Things to do.
1: According to the case summary, which court did the Supreme Court reverse in Medtronic v. Mirowski?
2: Select every line of the records that contains the string "white".

Source document.
In the recent case of Medtronic v. Mirowski, the Supreme Court held that “when a licensee seeks a declaratory judgment against a patentee to establish that there is no infringement, the burden of proving infringement remains with the patentee.” This decision extends the Court’s MedImmune ruling, which allows licensees to challenge the validity and/or infringement of a patent without repudiating the underlying license.

The Medtronic decision unanimously reversed the Federal Circuit, framing the analysis as “simple legal logic, resting upon settled case law.” The opinion reasoned that the burden of proof is a substantive aspect of a claim, which rests on a patentee in a patent infringement action, and therefore cannot be shifted to a licensee seeking declaratory judgment because declaratory judgment is “procedural,” leaving substantive rights unchanged. Medtronic also found support in “practical considerations” that may not bode well for patentees.

First, Medtronic reasoned that patentees should bear the burden of proving infringement, because they are in a better position to do so, and that licensees should not bear the burden because it could cause unnecessary complexity and could “negate every conceivable infringement theory.” Second, Medtronic reasoned that “patent monopolies” should be open to challenge, to maintain a well-functioning patent system, and that public interest therefore favors leaving the burden of proof on the patentee.

Given records.

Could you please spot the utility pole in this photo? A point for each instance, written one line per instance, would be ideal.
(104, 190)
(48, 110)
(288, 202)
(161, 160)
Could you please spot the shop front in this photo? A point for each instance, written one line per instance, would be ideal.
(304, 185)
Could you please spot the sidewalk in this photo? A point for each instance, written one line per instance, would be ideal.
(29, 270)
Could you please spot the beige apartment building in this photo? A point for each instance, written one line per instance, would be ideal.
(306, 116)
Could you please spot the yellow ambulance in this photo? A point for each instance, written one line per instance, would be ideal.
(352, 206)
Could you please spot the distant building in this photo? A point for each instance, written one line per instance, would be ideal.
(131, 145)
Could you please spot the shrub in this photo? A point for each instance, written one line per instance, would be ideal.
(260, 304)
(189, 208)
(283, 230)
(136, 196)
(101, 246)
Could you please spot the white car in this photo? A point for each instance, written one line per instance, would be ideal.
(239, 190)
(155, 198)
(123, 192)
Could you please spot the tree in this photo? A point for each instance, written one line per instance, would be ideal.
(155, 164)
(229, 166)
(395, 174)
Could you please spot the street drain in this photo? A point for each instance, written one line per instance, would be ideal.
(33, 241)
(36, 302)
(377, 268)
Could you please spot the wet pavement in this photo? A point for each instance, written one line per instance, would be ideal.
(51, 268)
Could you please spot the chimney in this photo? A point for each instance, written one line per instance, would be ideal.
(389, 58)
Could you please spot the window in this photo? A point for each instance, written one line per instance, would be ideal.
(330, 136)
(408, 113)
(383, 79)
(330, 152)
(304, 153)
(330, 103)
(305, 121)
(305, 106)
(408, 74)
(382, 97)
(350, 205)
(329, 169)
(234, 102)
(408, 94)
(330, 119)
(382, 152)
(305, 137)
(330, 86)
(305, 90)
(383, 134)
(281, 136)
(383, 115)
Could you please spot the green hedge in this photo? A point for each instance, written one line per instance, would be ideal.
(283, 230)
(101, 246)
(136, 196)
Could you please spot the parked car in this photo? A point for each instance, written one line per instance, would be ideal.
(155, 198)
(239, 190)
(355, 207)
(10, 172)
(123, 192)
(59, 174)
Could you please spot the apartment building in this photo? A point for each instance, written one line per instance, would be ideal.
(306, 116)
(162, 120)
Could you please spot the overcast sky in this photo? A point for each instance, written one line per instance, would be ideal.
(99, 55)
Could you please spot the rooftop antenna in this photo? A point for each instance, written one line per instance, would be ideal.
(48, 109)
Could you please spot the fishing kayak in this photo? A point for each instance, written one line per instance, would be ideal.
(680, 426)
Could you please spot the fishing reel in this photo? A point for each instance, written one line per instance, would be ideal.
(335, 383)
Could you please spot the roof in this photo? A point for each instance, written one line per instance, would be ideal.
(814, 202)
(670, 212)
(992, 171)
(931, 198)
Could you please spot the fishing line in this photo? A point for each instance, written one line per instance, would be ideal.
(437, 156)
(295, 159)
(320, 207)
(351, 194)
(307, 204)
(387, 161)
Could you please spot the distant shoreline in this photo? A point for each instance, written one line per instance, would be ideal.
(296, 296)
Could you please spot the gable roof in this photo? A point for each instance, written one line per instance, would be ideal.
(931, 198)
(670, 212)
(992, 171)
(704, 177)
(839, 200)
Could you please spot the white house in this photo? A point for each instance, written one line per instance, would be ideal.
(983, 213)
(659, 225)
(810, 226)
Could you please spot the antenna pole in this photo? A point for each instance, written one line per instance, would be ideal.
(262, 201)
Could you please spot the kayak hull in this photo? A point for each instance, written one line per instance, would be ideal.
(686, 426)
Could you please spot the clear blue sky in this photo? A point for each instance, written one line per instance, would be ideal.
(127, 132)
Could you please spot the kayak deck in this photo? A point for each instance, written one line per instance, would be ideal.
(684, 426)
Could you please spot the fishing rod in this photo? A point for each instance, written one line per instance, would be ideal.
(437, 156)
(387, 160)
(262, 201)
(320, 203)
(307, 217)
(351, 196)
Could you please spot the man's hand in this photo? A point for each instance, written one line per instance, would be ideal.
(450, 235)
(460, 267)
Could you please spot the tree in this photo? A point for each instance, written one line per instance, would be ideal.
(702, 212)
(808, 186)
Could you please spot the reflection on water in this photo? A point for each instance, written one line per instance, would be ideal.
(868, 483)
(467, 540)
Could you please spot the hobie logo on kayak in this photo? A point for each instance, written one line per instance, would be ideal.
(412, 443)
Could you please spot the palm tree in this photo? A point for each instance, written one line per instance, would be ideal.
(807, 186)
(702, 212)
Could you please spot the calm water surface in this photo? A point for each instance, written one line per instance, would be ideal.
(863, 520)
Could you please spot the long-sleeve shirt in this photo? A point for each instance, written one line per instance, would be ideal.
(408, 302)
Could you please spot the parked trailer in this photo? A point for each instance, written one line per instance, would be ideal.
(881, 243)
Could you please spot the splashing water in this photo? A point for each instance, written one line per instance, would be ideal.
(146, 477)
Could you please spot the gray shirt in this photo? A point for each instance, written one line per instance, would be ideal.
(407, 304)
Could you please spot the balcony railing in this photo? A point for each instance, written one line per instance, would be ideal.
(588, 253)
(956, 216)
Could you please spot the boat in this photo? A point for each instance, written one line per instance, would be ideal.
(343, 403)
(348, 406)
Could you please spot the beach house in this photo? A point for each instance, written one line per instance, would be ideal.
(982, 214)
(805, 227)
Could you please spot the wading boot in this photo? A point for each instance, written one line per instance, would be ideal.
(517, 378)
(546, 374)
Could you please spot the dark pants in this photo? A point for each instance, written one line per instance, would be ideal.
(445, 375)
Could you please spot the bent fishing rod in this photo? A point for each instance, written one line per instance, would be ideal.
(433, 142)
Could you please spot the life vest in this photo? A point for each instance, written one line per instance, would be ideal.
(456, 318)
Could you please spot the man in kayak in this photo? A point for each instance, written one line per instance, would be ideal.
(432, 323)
==
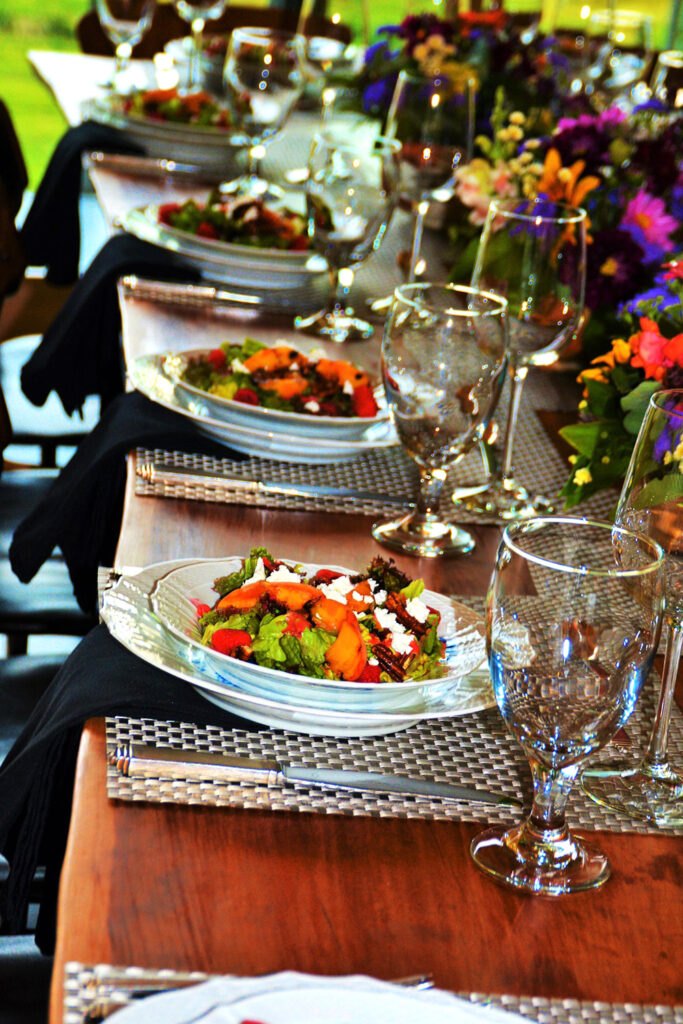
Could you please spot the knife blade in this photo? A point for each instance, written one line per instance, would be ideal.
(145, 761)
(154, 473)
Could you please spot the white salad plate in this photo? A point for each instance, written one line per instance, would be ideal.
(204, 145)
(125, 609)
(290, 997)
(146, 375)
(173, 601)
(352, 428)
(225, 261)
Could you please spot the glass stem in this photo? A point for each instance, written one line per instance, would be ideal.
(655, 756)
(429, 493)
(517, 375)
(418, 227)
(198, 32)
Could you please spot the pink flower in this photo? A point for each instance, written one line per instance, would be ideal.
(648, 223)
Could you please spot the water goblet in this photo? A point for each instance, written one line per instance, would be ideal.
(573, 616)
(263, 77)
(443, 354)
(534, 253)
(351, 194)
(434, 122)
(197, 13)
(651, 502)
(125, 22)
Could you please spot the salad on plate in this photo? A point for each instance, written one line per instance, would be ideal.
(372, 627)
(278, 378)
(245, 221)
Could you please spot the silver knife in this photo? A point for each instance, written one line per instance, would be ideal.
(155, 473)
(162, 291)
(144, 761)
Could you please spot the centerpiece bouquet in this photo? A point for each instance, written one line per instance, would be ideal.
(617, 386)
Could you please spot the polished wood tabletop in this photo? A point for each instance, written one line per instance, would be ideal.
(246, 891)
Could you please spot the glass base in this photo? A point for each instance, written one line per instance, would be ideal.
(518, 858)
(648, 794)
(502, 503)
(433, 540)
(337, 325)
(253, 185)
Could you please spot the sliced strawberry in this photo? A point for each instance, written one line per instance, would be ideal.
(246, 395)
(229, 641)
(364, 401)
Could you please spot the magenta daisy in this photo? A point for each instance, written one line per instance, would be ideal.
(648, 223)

Responses to the exercise.
1: The Federal Circuit.

2:
Could you please spot the white car in this photo? A point for each instance, written one line per instance, would be ideal.
Could you please spot the white house in this photo? A point for each instance, written one line per instance, would be ideal.
Could you please spot the white salad plate in this photo? A point for each instance, written one line per instance, would be ideal.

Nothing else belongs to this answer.